WHAT TO WORK ON
What lines of the data below hold "church"? Show them.

*** Opening RECORDED INFORMATION ***

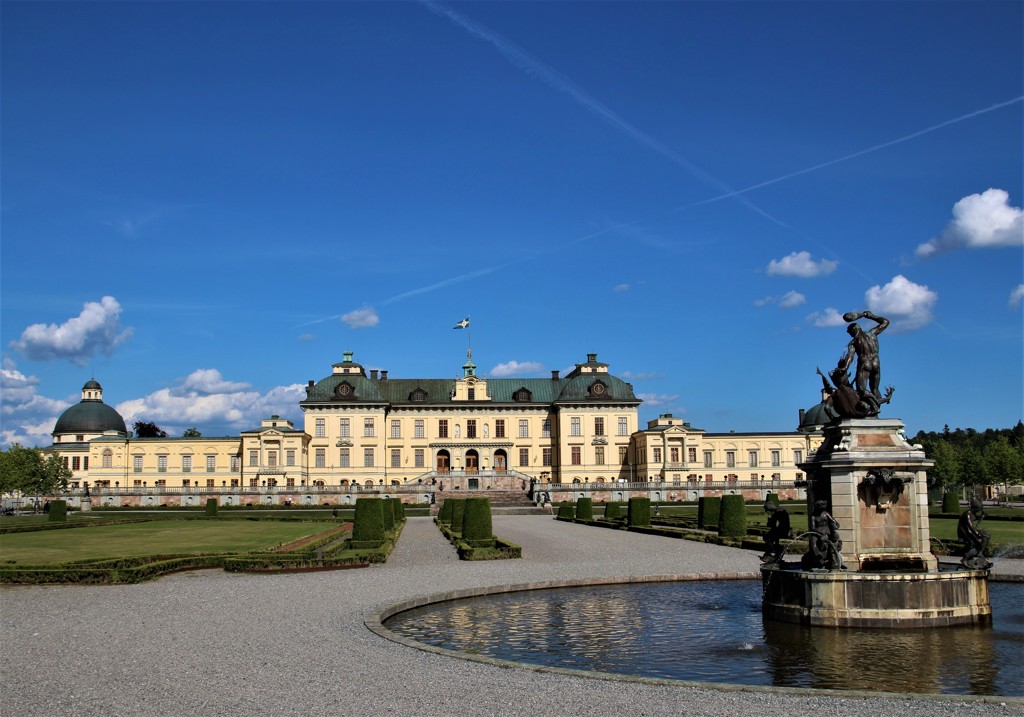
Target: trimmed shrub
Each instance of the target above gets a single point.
(732, 518)
(708, 510)
(476, 529)
(444, 512)
(585, 509)
(58, 511)
(387, 509)
(458, 509)
(638, 512)
(950, 503)
(368, 529)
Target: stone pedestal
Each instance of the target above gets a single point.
(876, 484)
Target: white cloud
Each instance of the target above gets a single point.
(205, 398)
(26, 417)
(1017, 296)
(906, 304)
(657, 398)
(96, 330)
(801, 264)
(515, 368)
(828, 318)
(979, 221)
(361, 318)
(790, 299)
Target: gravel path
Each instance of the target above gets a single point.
(214, 643)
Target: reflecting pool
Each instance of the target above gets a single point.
(714, 631)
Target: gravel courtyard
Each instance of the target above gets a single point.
(215, 643)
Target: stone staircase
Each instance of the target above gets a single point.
(502, 502)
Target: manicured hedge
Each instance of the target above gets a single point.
(732, 518)
(708, 509)
(585, 509)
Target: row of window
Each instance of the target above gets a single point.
(753, 457)
(474, 428)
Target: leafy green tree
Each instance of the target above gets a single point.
(1004, 463)
(148, 429)
(31, 471)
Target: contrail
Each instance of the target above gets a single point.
(860, 153)
(531, 66)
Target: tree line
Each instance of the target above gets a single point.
(967, 457)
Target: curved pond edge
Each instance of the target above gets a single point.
(375, 623)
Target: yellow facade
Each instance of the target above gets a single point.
(366, 430)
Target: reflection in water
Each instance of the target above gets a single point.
(714, 631)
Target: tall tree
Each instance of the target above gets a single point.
(148, 429)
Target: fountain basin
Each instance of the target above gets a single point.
(839, 598)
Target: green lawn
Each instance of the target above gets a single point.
(152, 538)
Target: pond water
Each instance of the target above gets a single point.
(714, 631)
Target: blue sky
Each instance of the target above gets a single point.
(205, 204)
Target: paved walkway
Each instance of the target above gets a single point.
(214, 643)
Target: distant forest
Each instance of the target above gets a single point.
(969, 457)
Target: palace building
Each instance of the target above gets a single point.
(366, 430)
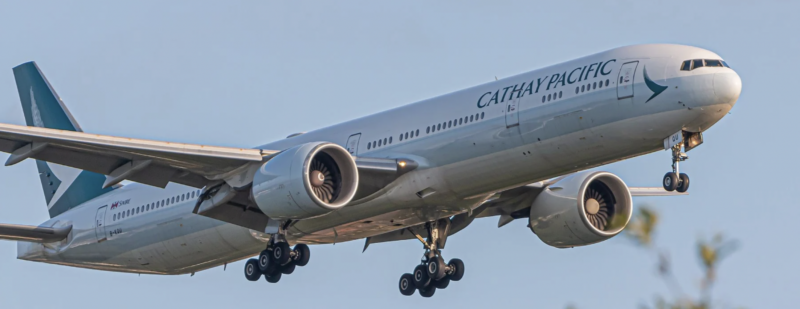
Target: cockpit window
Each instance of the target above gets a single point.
(686, 66)
(713, 63)
(689, 65)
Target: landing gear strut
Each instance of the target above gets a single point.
(675, 181)
(277, 260)
(432, 273)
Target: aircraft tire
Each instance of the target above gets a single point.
(670, 181)
(407, 286)
(684, 183)
(302, 254)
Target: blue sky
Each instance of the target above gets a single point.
(243, 73)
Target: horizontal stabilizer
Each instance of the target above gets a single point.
(33, 233)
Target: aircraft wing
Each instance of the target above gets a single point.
(34, 233)
(150, 162)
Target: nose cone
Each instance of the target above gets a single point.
(727, 87)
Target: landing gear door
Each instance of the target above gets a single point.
(352, 143)
(625, 80)
(512, 112)
(100, 224)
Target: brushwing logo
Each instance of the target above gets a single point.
(655, 88)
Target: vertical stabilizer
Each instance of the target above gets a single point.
(64, 187)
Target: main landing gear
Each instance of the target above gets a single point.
(277, 260)
(433, 273)
(675, 181)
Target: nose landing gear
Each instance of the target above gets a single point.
(277, 260)
(675, 181)
(433, 273)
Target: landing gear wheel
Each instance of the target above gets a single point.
(251, 271)
(273, 278)
(280, 253)
(670, 181)
(427, 292)
(407, 286)
(436, 268)
(302, 254)
(683, 183)
(264, 262)
(288, 269)
(441, 284)
(421, 278)
(456, 269)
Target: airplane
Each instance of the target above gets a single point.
(519, 148)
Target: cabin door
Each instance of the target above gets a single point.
(625, 80)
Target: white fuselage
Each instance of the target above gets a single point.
(487, 138)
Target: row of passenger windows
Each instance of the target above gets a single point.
(156, 205)
(689, 65)
(592, 86)
(555, 96)
(454, 122)
(437, 127)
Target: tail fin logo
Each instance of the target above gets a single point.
(655, 88)
(36, 115)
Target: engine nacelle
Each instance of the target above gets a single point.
(305, 181)
(581, 209)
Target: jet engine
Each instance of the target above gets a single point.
(305, 181)
(581, 209)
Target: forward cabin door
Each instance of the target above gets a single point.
(100, 224)
(625, 80)
(352, 143)
(512, 112)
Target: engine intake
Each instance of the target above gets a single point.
(305, 181)
(581, 209)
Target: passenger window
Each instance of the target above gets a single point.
(713, 63)
(686, 66)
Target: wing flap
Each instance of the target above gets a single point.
(36, 234)
(188, 164)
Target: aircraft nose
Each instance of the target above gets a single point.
(727, 87)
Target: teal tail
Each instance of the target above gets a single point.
(64, 187)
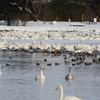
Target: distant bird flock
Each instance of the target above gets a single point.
(49, 35)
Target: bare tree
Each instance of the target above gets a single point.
(33, 7)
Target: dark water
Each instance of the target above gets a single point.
(17, 81)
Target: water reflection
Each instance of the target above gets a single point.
(40, 81)
(70, 81)
(18, 80)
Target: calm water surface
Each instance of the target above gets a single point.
(17, 81)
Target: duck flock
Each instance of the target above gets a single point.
(7, 40)
(77, 52)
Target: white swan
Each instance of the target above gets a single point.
(69, 76)
(67, 97)
(41, 76)
(0, 70)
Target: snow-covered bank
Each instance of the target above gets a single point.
(40, 26)
(59, 36)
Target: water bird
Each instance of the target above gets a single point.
(37, 64)
(41, 76)
(67, 97)
(0, 70)
(69, 76)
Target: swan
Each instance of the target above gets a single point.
(69, 76)
(67, 97)
(0, 70)
(41, 76)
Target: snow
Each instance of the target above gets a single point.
(51, 36)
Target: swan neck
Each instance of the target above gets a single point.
(70, 72)
(41, 72)
(61, 93)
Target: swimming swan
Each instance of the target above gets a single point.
(67, 97)
(41, 76)
(0, 70)
(69, 76)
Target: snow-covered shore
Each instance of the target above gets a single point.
(51, 37)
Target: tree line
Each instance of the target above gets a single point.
(47, 10)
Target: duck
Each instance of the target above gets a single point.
(69, 76)
(41, 76)
(66, 97)
(0, 70)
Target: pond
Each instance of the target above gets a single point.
(19, 69)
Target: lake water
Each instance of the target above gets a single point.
(17, 81)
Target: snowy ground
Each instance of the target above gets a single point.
(55, 36)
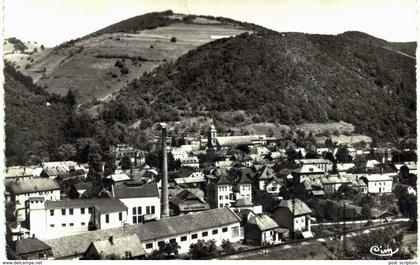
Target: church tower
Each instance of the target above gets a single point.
(212, 136)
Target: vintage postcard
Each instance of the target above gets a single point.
(209, 130)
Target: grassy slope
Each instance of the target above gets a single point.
(32, 127)
(87, 65)
(286, 78)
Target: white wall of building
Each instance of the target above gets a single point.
(145, 204)
(230, 232)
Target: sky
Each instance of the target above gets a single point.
(52, 22)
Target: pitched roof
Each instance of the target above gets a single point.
(33, 185)
(19, 171)
(118, 177)
(75, 245)
(263, 222)
(103, 205)
(186, 223)
(243, 202)
(30, 245)
(119, 246)
(300, 207)
(378, 177)
(238, 140)
(223, 179)
(308, 169)
(147, 190)
(245, 180)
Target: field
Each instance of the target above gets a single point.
(87, 66)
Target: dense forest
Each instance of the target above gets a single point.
(287, 78)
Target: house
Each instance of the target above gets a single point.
(261, 230)
(230, 141)
(224, 163)
(49, 219)
(127, 247)
(377, 183)
(274, 185)
(294, 215)
(32, 248)
(141, 201)
(118, 177)
(370, 164)
(264, 176)
(322, 151)
(22, 172)
(136, 156)
(191, 161)
(307, 172)
(323, 164)
(189, 200)
(20, 191)
(343, 167)
(332, 183)
(64, 168)
(245, 204)
(215, 224)
(227, 190)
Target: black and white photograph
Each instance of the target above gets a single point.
(209, 130)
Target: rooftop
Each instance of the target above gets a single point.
(119, 246)
(33, 185)
(147, 190)
(263, 222)
(30, 245)
(299, 208)
(103, 205)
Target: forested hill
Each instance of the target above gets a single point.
(288, 78)
(34, 120)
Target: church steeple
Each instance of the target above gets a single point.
(212, 134)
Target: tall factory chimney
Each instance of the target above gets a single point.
(165, 195)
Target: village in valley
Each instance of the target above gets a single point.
(211, 195)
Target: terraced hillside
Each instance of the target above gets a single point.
(102, 63)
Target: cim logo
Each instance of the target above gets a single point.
(382, 252)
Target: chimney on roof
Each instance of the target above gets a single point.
(165, 195)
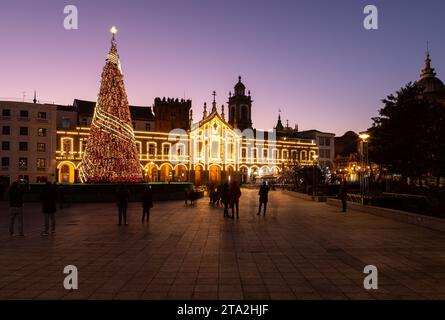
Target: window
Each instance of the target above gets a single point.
(23, 146)
(166, 149)
(41, 132)
(328, 141)
(66, 123)
(152, 149)
(285, 154)
(5, 145)
(24, 114)
(23, 131)
(274, 154)
(23, 163)
(41, 163)
(265, 153)
(41, 147)
(244, 113)
(41, 115)
(5, 162)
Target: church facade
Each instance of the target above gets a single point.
(174, 148)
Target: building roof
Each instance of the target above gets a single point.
(315, 131)
(428, 78)
(137, 112)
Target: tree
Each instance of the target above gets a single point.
(405, 137)
(111, 154)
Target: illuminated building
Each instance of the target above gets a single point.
(209, 150)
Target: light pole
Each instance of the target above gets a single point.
(314, 177)
(364, 138)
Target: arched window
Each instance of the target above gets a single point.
(232, 114)
(244, 113)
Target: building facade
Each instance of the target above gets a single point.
(211, 150)
(28, 141)
(326, 146)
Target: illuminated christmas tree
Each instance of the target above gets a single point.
(111, 154)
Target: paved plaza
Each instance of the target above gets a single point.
(299, 250)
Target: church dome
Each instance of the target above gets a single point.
(428, 78)
(240, 85)
(432, 84)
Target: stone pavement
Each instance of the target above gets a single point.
(299, 250)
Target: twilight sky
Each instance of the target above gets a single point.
(312, 59)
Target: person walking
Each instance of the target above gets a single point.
(49, 208)
(122, 196)
(343, 195)
(225, 198)
(147, 203)
(61, 196)
(264, 198)
(235, 194)
(15, 208)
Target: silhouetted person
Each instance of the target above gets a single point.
(61, 196)
(48, 198)
(264, 198)
(235, 194)
(225, 198)
(15, 208)
(122, 195)
(343, 195)
(218, 195)
(186, 196)
(147, 203)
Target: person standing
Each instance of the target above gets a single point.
(48, 198)
(235, 194)
(264, 198)
(147, 203)
(122, 196)
(61, 196)
(15, 208)
(343, 195)
(225, 198)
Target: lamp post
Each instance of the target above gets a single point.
(364, 138)
(314, 176)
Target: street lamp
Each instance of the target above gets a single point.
(314, 176)
(364, 138)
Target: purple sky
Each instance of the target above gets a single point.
(311, 59)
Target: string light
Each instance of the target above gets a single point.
(111, 153)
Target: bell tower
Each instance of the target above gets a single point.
(240, 107)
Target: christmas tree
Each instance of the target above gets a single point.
(111, 154)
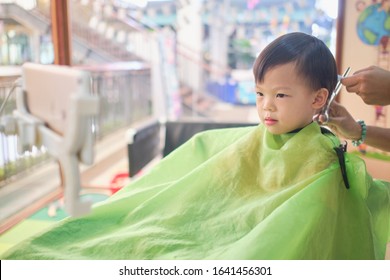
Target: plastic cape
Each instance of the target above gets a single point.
(237, 193)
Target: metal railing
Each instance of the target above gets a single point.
(125, 93)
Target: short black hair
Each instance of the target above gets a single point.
(313, 59)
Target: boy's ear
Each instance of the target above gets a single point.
(321, 96)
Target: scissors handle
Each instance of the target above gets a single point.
(336, 90)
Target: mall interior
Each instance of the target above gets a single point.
(152, 63)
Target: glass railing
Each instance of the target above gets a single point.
(125, 93)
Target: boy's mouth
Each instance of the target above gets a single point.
(269, 121)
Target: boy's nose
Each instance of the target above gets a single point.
(268, 105)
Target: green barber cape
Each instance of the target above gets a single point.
(237, 193)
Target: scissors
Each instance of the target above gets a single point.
(325, 110)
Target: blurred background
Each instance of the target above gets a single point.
(165, 59)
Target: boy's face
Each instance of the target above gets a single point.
(284, 100)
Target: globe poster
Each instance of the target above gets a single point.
(373, 26)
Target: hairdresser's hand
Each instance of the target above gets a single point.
(372, 84)
(341, 122)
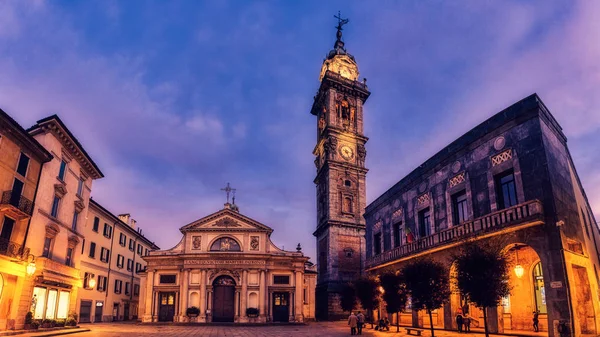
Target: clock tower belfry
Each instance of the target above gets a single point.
(340, 181)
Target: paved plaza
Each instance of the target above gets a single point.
(308, 330)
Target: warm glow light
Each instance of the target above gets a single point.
(519, 271)
(30, 269)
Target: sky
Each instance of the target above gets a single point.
(173, 99)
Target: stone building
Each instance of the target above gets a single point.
(110, 266)
(512, 180)
(341, 173)
(224, 264)
(21, 162)
(55, 234)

*** Closing RECORDED INFORMATION ***

REPLY
Target: church tower
Target: church steeple
Target: church facade
Target: church dome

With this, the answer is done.